● **DOCUMENT SECTION**

Let Them In: The Case for Open Borders, by Jason L. Riley. New York: Gotham Books, 2008. 256 pp. $14.00 (paperback).
Jason Riley’s Let Them In is a treasure trove of facts and analysis. The book covers many facets of the immigration debate, including economic protectionism, cultural assimilation, and national security. Riley identifies his two major themes early in the book: “The first is that, contrary to received wisdom, today’s Latino immigrants aren’t ‘different,’ just newer. The second is that an open immigration policy is compatible with free-market conservatism and homeland security” (p. 12).
Each chapter of Let Them In addresses a particular anti-immigration argument, including its present-day and historical manifestations and its major advocates. For each argument, Riley provides evidence and analysis to the contrary.
Representative of this approach is his chapter describing efforts of environmental groups that oppose immigration based on their desire for zero population growth. Here, Riley lays out their “arguments” against immigration and identifies key figures such as Thomas Malthus, Paul Ehrlich, and John Tanton. Malthus and Ehrlich, explains Riley, have respectively predicted the destruction of the human race and the earth as a result of increased human population. Tanton has founded or helped to fund several anti-immigration organizations over the past few decades, and Riley reports that Tanton is not only a zero-population-growth environmentalist with ties to groups such as the Sierra Club and the Audubon Society, but also an associate of known white supremacists and advocates of eugenics. The worldview of these environmentalists, writes Riley, can be summed up in the phrase “people are pollution” (p. 30).

● **WRITTEN PROBLEM 1**
Rewrite the passage of the review that begins with the words "Jason Riley’s Let" and ends with "to the contrary.", putting "wealth" in place of "treasure trove".

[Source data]
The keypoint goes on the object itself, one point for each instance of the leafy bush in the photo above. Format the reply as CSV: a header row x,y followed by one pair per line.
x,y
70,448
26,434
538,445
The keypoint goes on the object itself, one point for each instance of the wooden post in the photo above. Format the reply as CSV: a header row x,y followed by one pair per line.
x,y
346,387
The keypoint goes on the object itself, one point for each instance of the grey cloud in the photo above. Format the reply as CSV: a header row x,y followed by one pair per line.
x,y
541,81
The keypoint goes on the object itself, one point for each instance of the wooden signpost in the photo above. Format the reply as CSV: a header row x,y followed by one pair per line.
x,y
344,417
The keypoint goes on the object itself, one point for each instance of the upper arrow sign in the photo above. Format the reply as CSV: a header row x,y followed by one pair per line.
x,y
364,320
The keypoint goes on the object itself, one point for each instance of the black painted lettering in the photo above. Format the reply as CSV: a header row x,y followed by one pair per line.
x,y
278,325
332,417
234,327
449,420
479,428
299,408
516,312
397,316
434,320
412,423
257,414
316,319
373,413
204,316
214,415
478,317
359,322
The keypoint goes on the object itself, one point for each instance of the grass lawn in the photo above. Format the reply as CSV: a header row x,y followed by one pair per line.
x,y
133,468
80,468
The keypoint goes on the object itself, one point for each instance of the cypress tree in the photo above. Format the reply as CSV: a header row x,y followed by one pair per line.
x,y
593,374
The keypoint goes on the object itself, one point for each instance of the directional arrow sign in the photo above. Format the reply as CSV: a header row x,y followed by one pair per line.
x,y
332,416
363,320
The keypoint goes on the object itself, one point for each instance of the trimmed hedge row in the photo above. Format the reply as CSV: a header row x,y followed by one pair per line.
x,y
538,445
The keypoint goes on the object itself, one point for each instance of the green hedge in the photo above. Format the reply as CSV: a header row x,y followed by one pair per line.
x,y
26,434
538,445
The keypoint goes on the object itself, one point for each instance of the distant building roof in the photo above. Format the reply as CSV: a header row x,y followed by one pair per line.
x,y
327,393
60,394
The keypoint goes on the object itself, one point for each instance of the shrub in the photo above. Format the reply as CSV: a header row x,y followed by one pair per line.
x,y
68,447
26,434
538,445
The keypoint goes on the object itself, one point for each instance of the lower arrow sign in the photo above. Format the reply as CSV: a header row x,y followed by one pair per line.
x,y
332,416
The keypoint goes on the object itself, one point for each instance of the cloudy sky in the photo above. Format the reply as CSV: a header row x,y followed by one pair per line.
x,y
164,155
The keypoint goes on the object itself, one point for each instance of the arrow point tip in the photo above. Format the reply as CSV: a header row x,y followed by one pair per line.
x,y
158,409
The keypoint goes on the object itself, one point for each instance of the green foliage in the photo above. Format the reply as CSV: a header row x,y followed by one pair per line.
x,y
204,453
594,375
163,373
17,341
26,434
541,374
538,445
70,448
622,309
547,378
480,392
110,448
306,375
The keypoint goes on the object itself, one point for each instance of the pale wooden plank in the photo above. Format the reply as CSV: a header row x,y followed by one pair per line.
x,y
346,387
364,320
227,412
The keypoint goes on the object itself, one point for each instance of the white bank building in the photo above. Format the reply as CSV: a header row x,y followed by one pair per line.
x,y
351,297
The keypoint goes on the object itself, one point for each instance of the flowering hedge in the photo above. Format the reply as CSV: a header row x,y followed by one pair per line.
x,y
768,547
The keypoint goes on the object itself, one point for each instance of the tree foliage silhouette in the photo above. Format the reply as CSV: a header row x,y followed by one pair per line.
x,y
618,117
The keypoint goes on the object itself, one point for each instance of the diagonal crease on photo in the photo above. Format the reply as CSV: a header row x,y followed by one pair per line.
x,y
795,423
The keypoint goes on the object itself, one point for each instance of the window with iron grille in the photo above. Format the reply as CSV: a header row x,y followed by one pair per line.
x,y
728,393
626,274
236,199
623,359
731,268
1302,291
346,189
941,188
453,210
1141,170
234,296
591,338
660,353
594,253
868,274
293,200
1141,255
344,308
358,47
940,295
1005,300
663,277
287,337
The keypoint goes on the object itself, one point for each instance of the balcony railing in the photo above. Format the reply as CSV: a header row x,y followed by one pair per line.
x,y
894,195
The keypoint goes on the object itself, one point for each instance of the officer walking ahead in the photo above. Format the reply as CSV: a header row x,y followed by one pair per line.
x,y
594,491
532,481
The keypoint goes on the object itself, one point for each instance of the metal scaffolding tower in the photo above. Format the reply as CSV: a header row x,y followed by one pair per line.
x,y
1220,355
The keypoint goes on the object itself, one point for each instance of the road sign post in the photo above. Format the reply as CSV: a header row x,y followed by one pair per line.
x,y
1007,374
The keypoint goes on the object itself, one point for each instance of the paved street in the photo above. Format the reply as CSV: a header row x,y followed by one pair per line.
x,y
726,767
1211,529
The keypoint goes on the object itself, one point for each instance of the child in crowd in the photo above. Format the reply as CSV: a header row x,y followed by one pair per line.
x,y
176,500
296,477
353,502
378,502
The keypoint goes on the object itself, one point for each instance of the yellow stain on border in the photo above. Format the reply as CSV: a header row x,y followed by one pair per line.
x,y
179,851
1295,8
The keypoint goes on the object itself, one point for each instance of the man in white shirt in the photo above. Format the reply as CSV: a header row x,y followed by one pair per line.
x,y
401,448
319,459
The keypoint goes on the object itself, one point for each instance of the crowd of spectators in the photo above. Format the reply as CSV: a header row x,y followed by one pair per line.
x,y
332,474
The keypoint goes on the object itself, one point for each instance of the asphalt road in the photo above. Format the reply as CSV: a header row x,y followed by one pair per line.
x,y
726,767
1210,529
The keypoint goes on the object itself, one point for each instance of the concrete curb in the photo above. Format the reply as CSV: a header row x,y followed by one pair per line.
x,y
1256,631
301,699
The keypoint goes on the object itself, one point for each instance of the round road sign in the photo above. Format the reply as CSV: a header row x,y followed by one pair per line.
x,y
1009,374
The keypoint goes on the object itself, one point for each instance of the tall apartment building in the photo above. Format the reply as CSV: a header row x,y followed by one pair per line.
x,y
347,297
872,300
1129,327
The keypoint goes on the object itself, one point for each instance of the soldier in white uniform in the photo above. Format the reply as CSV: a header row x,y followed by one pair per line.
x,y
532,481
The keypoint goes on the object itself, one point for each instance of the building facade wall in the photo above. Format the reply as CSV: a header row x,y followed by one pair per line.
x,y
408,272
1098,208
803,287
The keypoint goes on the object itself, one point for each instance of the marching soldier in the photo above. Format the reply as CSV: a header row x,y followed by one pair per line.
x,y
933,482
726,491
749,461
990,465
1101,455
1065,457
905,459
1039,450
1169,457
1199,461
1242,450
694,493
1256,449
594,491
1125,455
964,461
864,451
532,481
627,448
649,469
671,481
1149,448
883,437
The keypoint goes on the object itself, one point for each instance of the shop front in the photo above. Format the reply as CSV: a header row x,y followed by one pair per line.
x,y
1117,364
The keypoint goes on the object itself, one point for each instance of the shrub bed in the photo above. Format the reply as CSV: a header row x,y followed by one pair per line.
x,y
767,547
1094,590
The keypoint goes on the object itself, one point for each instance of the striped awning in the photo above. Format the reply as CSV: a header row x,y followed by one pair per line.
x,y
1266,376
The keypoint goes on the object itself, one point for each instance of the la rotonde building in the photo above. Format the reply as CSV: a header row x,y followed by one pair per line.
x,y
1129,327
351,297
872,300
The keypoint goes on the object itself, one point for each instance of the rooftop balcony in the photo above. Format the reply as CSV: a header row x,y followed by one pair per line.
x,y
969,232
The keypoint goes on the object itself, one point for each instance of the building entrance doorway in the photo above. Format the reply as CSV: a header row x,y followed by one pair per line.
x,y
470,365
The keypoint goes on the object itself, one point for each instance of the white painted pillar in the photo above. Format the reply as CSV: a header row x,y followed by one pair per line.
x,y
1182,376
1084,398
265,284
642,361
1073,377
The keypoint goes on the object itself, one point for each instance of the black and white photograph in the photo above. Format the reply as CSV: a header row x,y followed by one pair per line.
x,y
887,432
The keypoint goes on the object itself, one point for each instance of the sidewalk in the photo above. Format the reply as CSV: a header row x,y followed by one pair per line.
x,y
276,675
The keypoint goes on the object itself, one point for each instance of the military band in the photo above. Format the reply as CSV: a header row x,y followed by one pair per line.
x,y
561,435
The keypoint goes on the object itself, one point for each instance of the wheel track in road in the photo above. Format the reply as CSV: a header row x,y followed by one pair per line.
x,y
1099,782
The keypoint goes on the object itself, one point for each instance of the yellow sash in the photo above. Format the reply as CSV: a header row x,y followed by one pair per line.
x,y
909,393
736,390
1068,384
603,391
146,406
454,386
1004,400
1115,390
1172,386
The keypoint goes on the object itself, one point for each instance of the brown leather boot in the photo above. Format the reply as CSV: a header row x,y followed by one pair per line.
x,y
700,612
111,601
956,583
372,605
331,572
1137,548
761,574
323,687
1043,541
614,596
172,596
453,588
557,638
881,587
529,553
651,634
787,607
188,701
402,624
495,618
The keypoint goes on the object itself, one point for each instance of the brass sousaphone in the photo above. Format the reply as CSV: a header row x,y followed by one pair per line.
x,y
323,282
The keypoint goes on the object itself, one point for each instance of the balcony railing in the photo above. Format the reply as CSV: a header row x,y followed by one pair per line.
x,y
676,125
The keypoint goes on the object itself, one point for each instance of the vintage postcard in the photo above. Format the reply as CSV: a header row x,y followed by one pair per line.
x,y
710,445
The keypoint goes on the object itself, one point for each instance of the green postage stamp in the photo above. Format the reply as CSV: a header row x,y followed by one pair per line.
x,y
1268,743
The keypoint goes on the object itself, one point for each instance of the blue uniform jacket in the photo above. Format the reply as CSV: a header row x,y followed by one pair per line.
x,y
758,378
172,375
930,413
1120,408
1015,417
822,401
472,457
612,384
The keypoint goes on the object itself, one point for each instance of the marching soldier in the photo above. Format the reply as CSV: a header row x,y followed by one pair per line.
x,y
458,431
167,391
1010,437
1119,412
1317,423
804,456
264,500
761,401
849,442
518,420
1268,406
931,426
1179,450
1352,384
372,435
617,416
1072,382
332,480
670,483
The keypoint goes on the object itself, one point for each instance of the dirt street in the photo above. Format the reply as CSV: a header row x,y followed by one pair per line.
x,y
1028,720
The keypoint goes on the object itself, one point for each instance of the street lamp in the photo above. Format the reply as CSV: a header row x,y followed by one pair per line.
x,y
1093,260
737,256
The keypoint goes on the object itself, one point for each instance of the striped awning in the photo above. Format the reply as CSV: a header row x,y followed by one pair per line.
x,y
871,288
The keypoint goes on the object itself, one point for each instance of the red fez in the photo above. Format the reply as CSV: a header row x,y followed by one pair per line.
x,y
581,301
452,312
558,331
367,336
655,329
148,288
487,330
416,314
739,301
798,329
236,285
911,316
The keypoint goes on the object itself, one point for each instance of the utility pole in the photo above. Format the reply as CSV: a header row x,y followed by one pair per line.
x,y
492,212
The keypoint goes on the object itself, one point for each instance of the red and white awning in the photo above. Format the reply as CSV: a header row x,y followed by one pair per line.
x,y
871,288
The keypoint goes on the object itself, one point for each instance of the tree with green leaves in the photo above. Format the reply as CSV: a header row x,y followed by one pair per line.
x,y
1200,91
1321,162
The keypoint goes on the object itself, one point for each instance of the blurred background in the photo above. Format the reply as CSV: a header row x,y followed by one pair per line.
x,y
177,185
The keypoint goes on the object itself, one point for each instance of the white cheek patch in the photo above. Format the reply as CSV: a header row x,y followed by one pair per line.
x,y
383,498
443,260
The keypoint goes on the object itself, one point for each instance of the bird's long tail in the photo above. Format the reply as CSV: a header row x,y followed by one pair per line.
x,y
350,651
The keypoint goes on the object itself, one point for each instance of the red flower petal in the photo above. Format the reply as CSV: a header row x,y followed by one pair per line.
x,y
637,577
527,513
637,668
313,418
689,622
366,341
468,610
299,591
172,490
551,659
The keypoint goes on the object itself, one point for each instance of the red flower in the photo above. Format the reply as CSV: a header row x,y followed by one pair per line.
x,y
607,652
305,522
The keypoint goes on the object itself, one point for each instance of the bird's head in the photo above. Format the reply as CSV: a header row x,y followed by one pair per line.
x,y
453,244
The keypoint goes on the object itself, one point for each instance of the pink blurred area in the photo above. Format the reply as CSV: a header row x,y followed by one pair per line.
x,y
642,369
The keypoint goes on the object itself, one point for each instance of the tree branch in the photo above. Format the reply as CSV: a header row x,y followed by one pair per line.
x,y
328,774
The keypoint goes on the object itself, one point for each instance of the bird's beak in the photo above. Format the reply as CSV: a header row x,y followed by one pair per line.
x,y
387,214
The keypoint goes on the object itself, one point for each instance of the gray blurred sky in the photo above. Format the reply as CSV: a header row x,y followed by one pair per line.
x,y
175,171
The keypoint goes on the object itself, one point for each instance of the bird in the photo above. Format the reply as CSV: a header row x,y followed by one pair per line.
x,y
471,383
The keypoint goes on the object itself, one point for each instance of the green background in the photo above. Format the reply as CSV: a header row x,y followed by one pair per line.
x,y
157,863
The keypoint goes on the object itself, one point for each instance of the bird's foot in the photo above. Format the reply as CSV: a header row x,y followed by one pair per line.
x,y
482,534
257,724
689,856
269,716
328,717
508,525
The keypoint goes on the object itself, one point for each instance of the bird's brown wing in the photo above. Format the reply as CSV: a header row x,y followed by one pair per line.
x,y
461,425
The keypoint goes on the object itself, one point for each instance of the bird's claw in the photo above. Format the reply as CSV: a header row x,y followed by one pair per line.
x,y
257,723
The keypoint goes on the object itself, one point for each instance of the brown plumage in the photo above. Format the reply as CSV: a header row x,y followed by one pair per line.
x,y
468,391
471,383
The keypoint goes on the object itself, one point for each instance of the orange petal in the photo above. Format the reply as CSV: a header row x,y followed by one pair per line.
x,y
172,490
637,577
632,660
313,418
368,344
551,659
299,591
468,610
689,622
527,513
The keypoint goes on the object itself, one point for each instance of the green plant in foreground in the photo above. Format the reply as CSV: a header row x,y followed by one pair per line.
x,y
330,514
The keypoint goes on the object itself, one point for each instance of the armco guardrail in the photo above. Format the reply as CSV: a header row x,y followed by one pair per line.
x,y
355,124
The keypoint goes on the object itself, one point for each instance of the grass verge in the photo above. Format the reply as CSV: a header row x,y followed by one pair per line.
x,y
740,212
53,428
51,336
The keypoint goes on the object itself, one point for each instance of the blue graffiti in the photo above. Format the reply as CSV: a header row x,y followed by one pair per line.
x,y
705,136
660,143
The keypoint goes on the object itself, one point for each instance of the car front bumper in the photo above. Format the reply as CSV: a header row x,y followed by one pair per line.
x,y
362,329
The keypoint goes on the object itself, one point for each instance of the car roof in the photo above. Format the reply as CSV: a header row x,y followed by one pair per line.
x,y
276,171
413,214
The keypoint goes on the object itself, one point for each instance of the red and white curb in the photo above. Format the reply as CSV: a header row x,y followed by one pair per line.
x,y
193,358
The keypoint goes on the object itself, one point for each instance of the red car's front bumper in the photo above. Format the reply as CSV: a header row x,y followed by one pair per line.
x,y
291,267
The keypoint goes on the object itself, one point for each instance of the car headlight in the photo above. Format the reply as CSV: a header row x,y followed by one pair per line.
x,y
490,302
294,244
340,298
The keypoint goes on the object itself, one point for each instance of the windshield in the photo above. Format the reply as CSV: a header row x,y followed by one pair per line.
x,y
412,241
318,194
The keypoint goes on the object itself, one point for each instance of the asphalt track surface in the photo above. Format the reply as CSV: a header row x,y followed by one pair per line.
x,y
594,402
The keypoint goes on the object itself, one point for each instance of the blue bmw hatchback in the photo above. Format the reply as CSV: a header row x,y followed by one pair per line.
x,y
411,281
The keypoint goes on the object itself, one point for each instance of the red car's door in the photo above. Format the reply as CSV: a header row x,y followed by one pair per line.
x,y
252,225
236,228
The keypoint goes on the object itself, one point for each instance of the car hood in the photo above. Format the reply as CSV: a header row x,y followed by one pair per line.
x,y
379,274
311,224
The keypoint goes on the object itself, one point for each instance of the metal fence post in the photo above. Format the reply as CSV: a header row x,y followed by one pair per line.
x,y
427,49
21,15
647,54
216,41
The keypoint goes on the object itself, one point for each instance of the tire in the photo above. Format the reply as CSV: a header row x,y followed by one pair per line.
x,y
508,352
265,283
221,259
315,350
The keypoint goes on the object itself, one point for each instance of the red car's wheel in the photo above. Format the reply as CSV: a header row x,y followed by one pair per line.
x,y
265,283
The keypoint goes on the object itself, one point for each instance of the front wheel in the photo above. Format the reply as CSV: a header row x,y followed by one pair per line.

● **WRITTEN PROBLEM 2**
Pull out every line of the listing that contains the string "track".

● **COMPLETE ANSWER 1**
Jason Riley’s Let Them In is a wealth of facts and analysis. The book covers many facets of the immigration debate, including economic protectionism, cultural assimilation, and national security. Riley identifies his two major themes early in the book: “The first is that, contrary to received wisdom, today’s Latino immigrants aren’t ‘different,’ just newer. The second is that an open immigration policy is compatible with free-market conservatism and homeland security” (p. 12).
Each chapter of Let Them In addresses a particular anti-immigration argument, including its present-day and historical manifestations and its major advocates. For each argument, Riley provides evidence and analysis to the contrary.

● **COMPLETE ANSWER 2**
The keypoint goes on the object itself, one point for each instance of the wheel track in road in the photo above. Format the reply as CSV: a header row x,y followed by one pair per line.
The keypoint goes on the object itself, one point for each instance of the asphalt track surface in the photo above. Format the reply as CSV: a header row x,y followed by one pair per line.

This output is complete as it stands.